#### [Data to use]
------------------------------------------------------------------------

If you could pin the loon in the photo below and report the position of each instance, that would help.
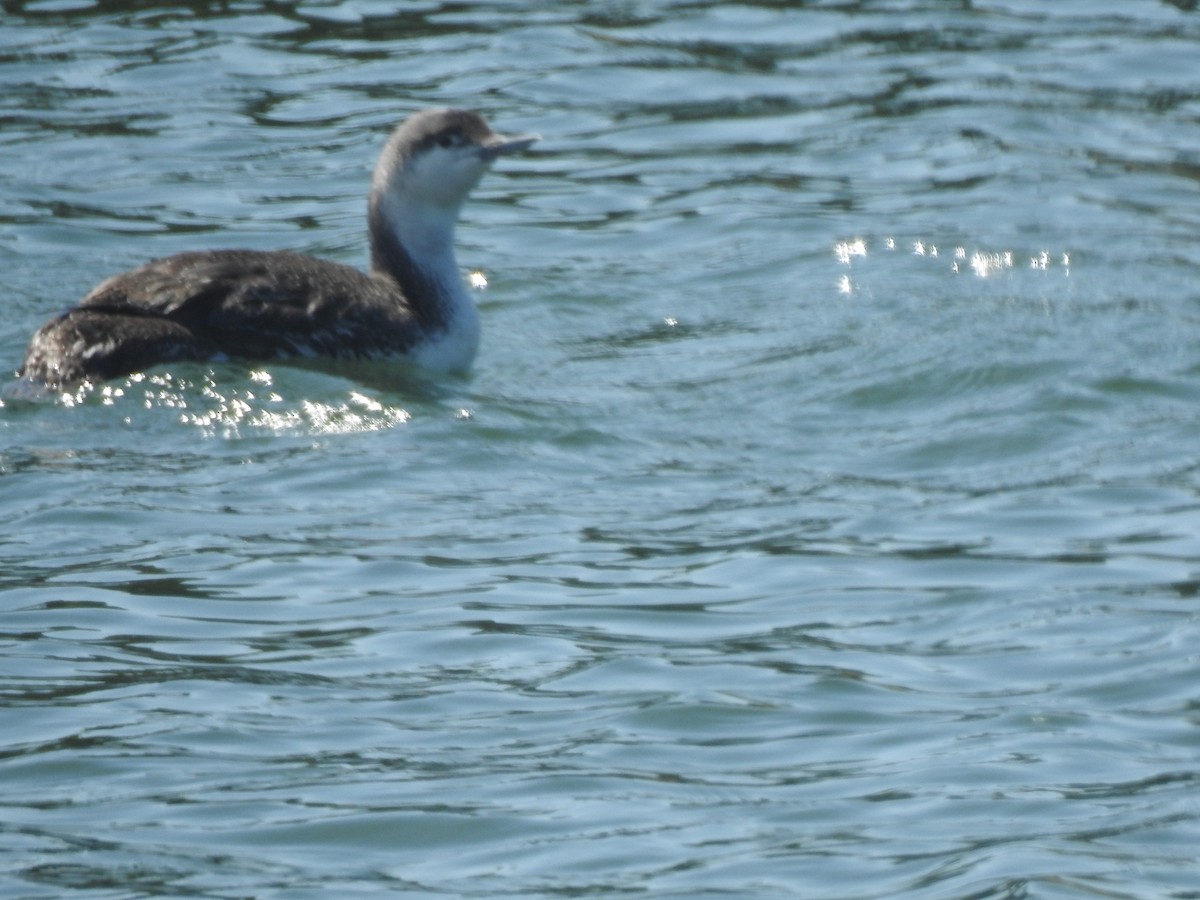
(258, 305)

------------------------------------------------------------------------

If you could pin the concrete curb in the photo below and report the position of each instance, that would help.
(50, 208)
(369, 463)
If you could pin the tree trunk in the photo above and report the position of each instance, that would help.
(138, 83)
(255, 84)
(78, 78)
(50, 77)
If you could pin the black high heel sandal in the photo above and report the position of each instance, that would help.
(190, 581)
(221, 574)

------------------------------------------------------------------------

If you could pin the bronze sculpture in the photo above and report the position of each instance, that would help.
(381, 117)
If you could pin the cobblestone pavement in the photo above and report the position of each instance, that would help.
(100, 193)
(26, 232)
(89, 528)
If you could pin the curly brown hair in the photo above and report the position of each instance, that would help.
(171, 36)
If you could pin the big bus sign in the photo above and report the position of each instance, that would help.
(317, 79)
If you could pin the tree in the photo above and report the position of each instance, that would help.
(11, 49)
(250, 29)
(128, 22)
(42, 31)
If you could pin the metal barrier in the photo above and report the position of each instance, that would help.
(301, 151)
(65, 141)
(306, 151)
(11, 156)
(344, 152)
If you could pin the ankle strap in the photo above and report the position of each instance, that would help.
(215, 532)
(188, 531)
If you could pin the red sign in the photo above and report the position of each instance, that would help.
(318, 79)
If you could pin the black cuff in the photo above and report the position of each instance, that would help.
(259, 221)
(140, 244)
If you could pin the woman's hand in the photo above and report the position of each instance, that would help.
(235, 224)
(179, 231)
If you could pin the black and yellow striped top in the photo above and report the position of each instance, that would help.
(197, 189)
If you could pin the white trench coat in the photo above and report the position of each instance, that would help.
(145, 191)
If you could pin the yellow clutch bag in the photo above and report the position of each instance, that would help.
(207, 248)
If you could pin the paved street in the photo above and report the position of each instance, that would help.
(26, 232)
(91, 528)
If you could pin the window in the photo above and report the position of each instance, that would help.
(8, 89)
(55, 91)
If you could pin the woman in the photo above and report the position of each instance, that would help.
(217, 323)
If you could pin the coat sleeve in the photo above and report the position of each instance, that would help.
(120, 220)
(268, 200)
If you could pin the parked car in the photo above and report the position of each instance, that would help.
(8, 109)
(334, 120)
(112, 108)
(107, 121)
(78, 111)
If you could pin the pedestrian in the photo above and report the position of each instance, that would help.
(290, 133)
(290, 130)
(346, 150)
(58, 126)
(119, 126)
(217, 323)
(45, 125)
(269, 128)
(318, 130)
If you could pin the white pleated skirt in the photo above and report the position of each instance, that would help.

------------------------------------------------------------------------

#### [Short problem]
Please copy the records above, from the line containing "If you could pin the yellow" up to and including the line containing "If you could pin the white pleated", keeping every line unchanged.

#### [Task result]
If you could pin the yellow clutch bag in the photo above and report the position of each instance, that would help.
(207, 248)
If you could pin the paved street in the photo above and report the position of each instance, that would help.
(26, 232)
(91, 528)
If you could pin the window in the photo above and report the position of each instance, that would help.
(8, 89)
(55, 91)
If you could pin the woman in the photo above and report the position of each instance, that would help.
(217, 323)
If you could pin the coat sleeve in the photo above and report the position of each instance, that would help.
(120, 220)
(268, 200)
If you could pin the parked car in the photo above and report the position of each instance, that would help.
(8, 109)
(334, 120)
(112, 108)
(107, 121)
(78, 111)
If you could pin the pedestrian in the photo above and report the position of each instance, that would help.
(290, 133)
(290, 130)
(346, 150)
(58, 126)
(119, 126)
(217, 323)
(45, 125)
(269, 128)
(318, 130)
If you could pin the white pleated skirt in the photo above and report the position of each instance, that would help.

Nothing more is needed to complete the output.